PASSAGE GIVEN:

The Service Provider may have the Services carried out by its own staff or may outsource the Services to an Affiliate or an external service provider, provided that in case of outsourcing to an external service provider (i) the Service Provider has selected the external service provider with reasonable care, (ii) the Service Provider shall provide the Receiving Party with prior written notice of each proposed external service provider and afford the Receiving Party the opportunity to object to each such proposed external service provider (such objection not to be unreasonably opposed) within a reasonable period of time upon receipt of the aforementioned written notice and (iii) the Service Provider shall remain fully responsible for the performance of the Services in accordance with the Agreement.
To the extent that the Service Provider uses its Affiliate or authorized external service providers, as permitted pursuant to the preceding paragraph, to provide the Services to the Receiving Party, the Service Provider shall cause such Affiliate and authorized external service providers to comply with the terms and conditions of this Agreement, as if the Affiliate or external service provider were a party to this Agreement.

EXERCISE OBJECTIVE: Using the outsourcing clause, explain in one to three sentences what the second paragraph says allows the Service Provider to use an Affiliate or external service provider. The records aren't needed here.

DATASET RECORDS:
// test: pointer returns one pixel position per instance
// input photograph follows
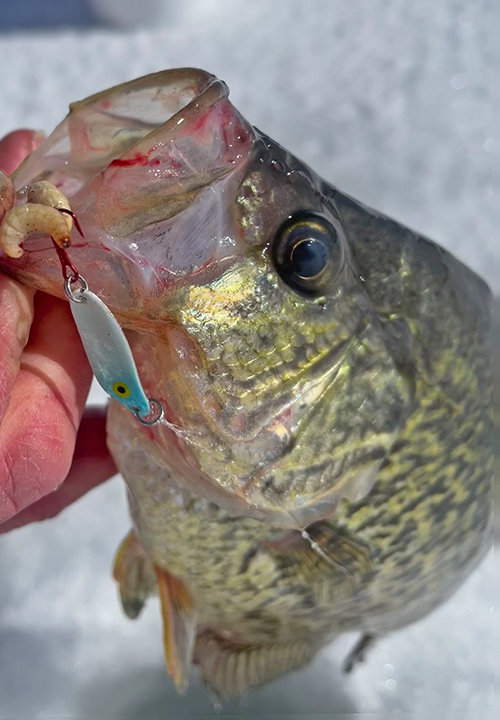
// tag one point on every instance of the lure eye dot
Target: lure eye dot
(120, 390)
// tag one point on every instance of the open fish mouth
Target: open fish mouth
(147, 166)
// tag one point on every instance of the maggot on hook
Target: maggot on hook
(48, 211)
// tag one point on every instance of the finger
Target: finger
(16, 316)
(91, 466)
(16, 301)
(46, 402)
(15, 146)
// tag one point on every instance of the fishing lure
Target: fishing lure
(105, 344)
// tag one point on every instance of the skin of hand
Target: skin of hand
(52, 450)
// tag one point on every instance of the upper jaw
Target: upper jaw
(149, 168)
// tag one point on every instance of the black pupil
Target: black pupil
(309, 257)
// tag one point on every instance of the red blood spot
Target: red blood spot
(130, 162)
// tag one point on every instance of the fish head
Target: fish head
(229, 264)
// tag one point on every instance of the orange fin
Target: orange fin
(133, 571)
(179, 627)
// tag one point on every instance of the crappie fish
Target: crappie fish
(325, 463)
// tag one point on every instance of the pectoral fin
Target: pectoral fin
(179, 627)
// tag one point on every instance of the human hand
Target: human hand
(51, 450)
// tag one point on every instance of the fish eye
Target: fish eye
(120, 390)
(307, 253)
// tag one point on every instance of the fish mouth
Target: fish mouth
(148, 167)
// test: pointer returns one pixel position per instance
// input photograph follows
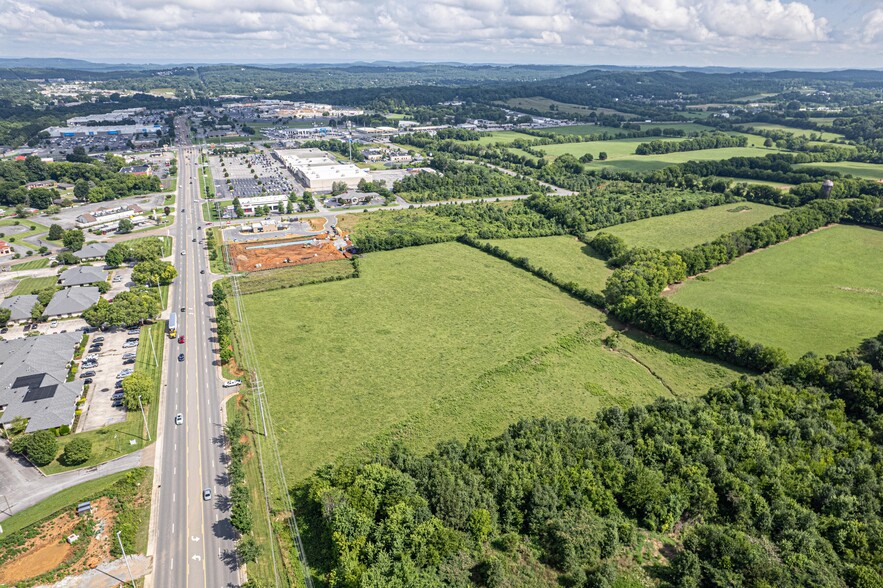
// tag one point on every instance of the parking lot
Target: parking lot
(99, 410)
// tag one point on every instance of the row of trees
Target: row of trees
(708, 141)
(770, 481)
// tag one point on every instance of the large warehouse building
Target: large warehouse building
(318, 171)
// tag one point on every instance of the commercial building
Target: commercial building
(84, 131)
(107, 215)
(318, 171)
(33, 386)
(82, 275)
(72, 301)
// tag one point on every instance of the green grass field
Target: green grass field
(566, 257)
(437, 342)
(694, 227)
(822, 292)
(621, 153)
(870, 171)
(28, 285)
(19, 238)
(825, 135)
(114, 441)
(32, 264)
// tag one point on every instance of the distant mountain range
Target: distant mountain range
(61, 63)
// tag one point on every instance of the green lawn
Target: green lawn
(32, 264)
(67, 498)
(19, 238)
(566, 257)
(437, 342)
(870, 171)
(822, 292)
(694, 227)
(28, 285)
(114, 441)
(825, 135)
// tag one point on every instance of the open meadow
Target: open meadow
(869, 171)
(443, 341)
(693, 227)
(565, 256)
(822, 292)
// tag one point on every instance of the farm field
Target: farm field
(821, 292)
(565, 256)
(28, 285)
(543, 104)
(870, 171)
(437, 342)
(621, 153)
(797, 132)
(693, 227)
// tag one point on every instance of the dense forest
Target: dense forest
(774, 480)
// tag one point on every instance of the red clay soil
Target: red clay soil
(251, 260)
(48, 550)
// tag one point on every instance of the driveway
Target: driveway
(22, 485)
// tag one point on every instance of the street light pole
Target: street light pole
(123, 549)
(146, 428)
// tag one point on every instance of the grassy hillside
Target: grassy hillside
(822, 292)
(441, 341)
(694, 227)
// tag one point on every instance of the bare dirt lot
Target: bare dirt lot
(256, 256)
(48, 549)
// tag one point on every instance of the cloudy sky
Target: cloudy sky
(755, 33)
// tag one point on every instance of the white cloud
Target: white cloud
(447, 29)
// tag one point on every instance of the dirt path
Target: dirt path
(668, 291)
(107, 575)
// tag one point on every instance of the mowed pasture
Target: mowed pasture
(565, 256)
(822, 292)
(440, 342)
(693, 227)
(797, 132)
(869, 171)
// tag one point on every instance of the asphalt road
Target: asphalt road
(194, 544)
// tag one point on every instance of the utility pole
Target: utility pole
(146, 428)
(131, 578)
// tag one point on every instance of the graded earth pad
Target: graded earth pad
(258, 255)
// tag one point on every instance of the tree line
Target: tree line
(770, 481)
(707, 141)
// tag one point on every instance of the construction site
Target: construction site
(265, 254)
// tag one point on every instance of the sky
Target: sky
(740, 33)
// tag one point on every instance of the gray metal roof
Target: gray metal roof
(93, 250)
(20, 306)
(72, 300)
(82, 274)
(32, 380)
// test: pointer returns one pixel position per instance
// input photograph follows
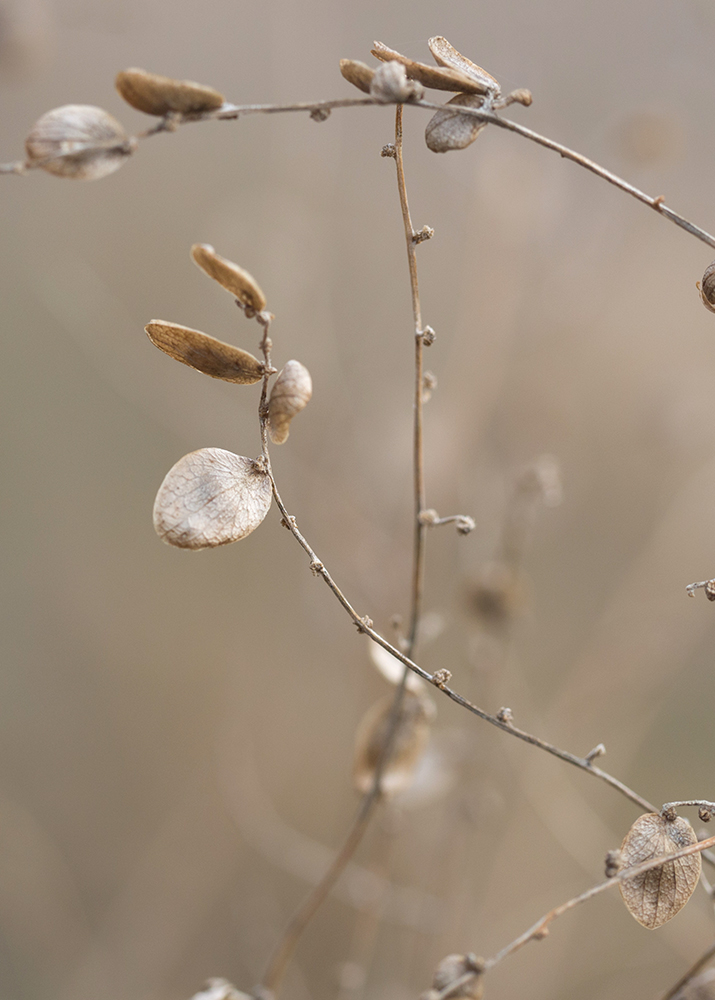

THE OUTPUT: The second paragraph says this use is permitted under the preceding paragraph. That paragraph lets the Service Provider outsource the Services to an Affiliate or an external service provider. For an external provider, the Service Provider must choose it with reasonable care, give the Receiving Party prior written notice with a chance to object, and stay fully responsible for the Services.